### Data excerpts ###

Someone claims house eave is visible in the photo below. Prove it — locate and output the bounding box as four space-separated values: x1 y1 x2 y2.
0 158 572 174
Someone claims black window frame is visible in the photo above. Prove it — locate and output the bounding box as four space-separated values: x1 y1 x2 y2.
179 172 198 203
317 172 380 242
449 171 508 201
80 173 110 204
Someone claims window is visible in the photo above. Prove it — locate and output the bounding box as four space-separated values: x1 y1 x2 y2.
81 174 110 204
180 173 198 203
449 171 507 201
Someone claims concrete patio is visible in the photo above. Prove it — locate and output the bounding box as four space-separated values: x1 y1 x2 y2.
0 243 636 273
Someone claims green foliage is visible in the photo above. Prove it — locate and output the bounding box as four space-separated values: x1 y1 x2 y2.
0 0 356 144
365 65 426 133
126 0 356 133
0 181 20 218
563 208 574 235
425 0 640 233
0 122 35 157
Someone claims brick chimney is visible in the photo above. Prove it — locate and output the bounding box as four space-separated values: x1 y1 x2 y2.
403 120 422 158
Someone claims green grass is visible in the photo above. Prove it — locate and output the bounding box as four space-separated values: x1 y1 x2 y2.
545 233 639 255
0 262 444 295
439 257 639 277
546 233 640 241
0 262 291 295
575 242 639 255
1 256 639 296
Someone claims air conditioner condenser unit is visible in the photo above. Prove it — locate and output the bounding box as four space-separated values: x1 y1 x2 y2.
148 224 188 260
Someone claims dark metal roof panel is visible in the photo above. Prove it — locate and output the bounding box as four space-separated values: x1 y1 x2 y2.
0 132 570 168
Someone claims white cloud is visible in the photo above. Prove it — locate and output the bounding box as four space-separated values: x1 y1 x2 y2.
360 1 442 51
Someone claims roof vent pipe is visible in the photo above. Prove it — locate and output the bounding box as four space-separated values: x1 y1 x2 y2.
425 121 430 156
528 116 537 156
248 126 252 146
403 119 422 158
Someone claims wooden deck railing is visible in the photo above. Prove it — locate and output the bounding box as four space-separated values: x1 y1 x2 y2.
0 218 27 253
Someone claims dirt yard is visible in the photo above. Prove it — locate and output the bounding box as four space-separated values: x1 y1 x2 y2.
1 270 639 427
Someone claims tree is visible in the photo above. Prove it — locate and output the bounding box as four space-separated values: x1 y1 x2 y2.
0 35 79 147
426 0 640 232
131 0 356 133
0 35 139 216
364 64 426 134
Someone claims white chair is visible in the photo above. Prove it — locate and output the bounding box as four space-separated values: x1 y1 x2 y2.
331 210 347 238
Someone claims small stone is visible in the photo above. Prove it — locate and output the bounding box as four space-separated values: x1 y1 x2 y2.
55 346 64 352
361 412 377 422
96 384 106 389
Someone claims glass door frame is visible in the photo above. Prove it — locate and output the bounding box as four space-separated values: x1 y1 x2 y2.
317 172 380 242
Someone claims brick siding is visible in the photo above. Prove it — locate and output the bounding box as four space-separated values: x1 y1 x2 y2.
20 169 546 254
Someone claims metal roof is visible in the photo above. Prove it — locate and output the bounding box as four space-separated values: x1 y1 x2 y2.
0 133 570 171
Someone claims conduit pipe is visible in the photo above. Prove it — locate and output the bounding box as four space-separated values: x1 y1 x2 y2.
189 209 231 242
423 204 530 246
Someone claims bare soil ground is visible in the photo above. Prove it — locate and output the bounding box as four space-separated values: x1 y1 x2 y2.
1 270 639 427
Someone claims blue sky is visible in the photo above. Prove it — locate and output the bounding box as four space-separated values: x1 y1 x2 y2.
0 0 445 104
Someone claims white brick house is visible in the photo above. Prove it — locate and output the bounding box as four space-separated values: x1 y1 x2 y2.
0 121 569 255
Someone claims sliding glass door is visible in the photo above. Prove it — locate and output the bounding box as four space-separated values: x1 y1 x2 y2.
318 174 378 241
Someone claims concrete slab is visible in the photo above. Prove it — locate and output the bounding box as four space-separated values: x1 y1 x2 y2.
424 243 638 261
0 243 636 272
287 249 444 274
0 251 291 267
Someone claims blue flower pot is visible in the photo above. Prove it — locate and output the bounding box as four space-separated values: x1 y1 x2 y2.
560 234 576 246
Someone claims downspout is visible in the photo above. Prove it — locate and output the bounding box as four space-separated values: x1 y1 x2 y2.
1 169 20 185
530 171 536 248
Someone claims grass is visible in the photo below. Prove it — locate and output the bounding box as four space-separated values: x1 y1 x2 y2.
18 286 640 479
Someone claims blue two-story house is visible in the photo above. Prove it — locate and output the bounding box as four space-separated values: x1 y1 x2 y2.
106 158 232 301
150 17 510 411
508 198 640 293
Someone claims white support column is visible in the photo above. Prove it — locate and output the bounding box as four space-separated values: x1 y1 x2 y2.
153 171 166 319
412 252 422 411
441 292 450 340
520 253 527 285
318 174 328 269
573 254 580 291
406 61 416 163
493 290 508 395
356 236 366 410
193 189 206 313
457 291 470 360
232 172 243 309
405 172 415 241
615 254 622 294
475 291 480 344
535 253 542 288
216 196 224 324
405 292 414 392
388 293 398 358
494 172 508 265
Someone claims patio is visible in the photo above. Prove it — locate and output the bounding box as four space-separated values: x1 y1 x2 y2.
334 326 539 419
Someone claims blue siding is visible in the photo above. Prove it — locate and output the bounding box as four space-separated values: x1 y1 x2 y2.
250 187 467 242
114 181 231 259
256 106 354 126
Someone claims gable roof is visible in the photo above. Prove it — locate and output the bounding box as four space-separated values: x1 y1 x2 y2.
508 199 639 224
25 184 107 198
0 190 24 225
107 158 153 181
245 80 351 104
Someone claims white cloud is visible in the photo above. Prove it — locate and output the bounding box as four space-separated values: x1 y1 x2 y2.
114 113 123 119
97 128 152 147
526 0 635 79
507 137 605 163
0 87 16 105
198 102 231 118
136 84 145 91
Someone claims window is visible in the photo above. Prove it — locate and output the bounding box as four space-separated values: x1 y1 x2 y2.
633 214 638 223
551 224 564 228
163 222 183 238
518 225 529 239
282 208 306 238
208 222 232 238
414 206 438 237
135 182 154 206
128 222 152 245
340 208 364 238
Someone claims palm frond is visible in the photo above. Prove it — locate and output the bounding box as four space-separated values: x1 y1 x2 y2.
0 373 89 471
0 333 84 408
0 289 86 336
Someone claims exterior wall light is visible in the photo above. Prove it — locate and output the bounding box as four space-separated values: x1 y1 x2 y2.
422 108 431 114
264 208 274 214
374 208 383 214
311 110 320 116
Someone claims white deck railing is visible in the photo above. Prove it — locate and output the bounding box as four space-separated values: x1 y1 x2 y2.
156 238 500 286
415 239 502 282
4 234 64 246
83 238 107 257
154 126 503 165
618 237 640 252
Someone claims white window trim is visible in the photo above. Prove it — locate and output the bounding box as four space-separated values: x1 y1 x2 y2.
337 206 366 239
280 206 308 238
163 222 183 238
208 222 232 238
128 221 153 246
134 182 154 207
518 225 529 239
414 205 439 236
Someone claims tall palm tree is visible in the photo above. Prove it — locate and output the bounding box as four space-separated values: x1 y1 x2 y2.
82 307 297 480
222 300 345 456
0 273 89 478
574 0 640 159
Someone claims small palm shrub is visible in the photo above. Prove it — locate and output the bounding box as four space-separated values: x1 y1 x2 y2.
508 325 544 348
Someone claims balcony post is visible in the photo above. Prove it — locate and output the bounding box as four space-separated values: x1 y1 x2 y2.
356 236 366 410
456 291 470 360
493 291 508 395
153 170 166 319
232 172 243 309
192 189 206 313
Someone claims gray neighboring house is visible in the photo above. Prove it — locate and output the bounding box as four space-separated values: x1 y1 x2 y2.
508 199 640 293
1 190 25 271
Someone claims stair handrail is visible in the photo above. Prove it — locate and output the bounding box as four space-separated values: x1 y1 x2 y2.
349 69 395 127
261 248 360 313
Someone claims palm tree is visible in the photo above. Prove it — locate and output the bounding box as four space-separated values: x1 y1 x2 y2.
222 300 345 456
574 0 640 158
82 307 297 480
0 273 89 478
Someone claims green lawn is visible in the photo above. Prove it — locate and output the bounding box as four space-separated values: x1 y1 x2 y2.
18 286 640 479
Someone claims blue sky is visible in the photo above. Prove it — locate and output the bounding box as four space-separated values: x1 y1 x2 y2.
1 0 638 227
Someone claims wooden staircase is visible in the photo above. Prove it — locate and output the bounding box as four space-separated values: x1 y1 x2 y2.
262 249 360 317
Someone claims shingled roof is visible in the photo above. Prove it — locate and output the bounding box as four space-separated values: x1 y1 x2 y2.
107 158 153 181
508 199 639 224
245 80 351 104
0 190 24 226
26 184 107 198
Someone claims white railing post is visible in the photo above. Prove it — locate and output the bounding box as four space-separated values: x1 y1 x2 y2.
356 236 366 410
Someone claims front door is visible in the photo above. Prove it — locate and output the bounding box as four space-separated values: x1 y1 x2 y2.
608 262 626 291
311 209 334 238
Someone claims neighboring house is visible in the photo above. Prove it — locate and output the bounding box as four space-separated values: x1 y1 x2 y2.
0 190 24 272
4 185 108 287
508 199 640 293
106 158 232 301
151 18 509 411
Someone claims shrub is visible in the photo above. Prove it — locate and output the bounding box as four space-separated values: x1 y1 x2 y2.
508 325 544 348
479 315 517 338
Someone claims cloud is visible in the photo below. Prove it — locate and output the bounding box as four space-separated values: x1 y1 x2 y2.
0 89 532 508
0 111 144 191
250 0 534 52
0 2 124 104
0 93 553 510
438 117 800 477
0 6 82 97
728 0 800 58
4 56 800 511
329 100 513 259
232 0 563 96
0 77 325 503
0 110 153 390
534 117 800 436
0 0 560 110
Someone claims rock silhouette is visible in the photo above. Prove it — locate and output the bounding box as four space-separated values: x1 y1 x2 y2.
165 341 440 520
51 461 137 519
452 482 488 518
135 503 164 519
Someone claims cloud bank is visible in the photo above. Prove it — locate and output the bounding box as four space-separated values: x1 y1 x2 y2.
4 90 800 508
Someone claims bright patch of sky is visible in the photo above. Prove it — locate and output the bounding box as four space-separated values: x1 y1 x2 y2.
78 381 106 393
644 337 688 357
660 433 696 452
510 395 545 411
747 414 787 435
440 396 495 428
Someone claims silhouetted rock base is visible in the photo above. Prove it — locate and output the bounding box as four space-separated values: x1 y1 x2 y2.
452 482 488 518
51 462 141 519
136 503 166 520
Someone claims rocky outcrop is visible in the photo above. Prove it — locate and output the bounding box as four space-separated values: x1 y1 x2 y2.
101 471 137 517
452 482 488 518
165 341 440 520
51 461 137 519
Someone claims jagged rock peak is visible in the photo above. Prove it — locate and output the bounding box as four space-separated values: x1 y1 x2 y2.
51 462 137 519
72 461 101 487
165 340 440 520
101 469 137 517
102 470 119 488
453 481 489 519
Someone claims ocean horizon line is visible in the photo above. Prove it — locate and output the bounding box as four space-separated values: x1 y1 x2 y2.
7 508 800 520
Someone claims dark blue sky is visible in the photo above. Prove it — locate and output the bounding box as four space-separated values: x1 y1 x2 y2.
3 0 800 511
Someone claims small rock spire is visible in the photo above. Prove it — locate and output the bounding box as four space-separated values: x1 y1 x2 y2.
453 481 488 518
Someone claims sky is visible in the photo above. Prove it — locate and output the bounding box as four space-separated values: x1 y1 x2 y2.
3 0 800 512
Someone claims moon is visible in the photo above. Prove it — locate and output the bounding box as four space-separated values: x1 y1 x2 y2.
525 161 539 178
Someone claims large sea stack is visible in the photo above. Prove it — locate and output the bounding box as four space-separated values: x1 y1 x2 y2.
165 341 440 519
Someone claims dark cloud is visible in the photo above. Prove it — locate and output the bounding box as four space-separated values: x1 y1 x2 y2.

###

(Aim of the task)
Write out the lines above from the one containing "Someone claims silhouetted" through the last, exactly as they are.

(Response for this exercise)
Someone claims silhouetted rock base is visible in the photo above. Prove it — locate and output the bounding box as four space-separated values: x1 y1 x2 y2.
452 482 488 518
51 462 141 519
136 503 166 520
Someone claims rocky outcrop is visible in the photo above. Prove it — locate and output the bounding box as four space-separated values: x1 y1 x2 y2.
101 471 137 517
452 482 488 518
165 341 440 520
51 461 137 519
Someone claims jagged rock peak is visible in the photo above. Prove it — locate and output the bounding box as four space-separated values: x1 y1 x2 y2.
51 462 137 519
72 461 101 487
165 340 440 520
101 469 137 517
102 470 119 488
453 481 489 519
Someone claims ocean horizon line is visible in the photo above. Prove it — locate and output the bounding box as four space-separated values: x1 y1 x2 y2.
7 508 800 520
Someone claims dark blue sky is visible in the photo above. Prove it — locate and output the bounding box as four space-separated values: x1 y1 x2 y2.
3 0 800 511
Someone claims small rock spire is visible in the photo above. Prove it — locate and output the bounding box as four space-separated values: x1 y1 x2 y2.
453 481 488 518
Someone claims sky is visible in the photo above. Prove it — locate and output the bounding box as four space-separated values: x1 y1 x2 y2.
3 0 800 512
Someone claims moon is visible in the photo above. Prove it — locate and output the bounding box as four space-separated values: x1 y1 x2 y2.
525 161 539 178
Someone claims large sea stack is visible in the photo above. Prove it — locate and output the bounding box as four space-separated values: x1 y1 x2 y2.
165 341 440 519
Someone claims dark cloud is visible in the photo above. Prove it — locate and output the bounding box as four space-separated values: x1 y1 x2 y2.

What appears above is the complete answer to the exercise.